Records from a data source
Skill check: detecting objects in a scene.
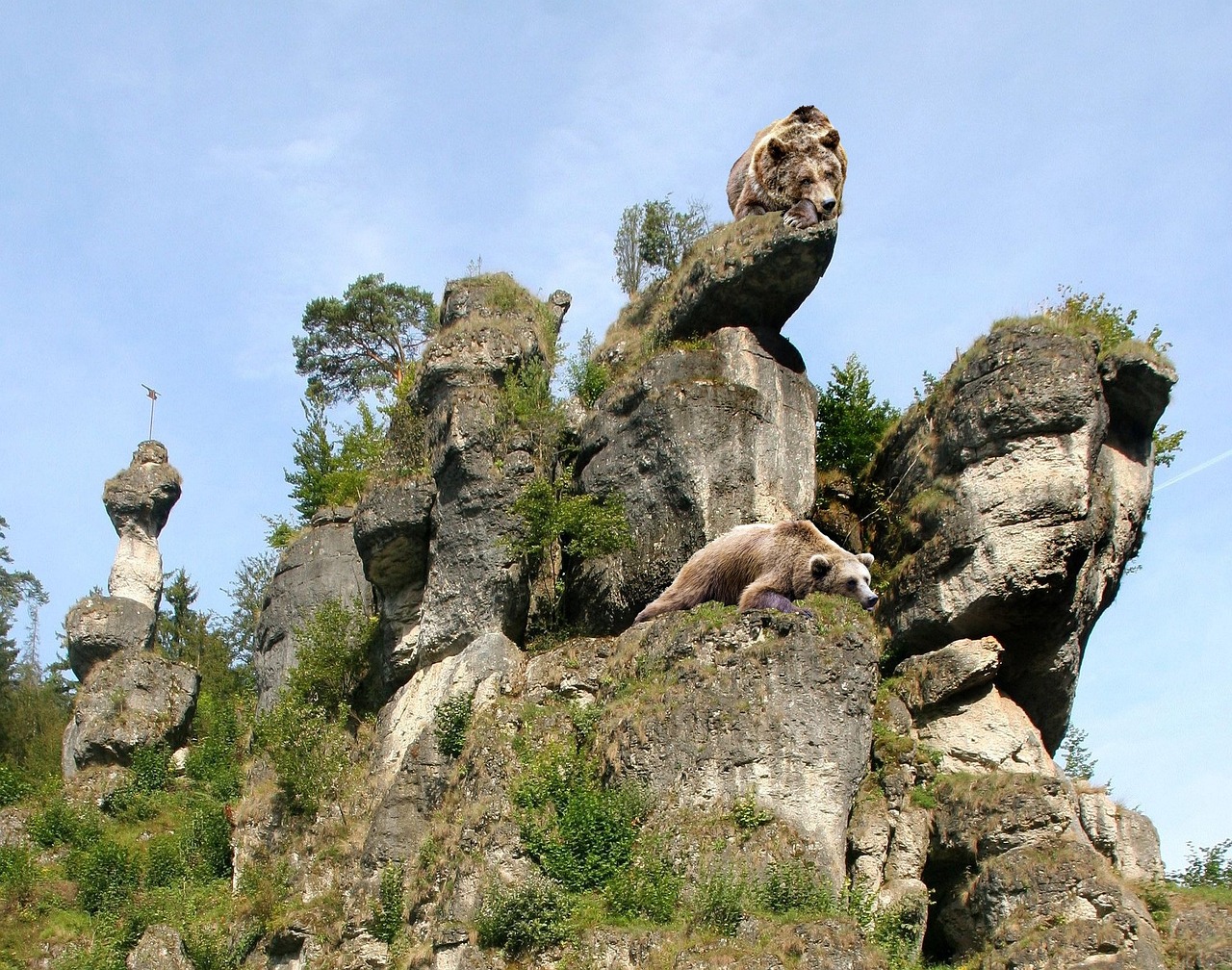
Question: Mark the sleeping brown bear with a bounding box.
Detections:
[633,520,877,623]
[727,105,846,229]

* * *

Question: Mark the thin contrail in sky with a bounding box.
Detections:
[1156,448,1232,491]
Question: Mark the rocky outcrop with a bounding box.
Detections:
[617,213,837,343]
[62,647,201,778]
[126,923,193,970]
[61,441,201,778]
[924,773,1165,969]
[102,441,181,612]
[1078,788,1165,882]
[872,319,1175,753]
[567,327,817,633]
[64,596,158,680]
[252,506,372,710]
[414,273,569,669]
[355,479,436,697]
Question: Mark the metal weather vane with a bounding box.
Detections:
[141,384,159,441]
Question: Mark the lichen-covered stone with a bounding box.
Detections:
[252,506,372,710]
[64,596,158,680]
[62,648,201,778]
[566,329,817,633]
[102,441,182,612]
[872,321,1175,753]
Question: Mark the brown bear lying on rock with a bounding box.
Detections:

## Stated task
Can you reproduce the lines of data between the line holding "Skill check: detecting objects in a scene." and the line holding "[727,105,846,229]", inclusive, with any pictures left out of your answer?

## The solution
Skill check: detecting objects in a scene.
Question: Mark the sleeping brown bear with a bounding box.
Detections:
[633,520,877,623]
[727,105,846,229]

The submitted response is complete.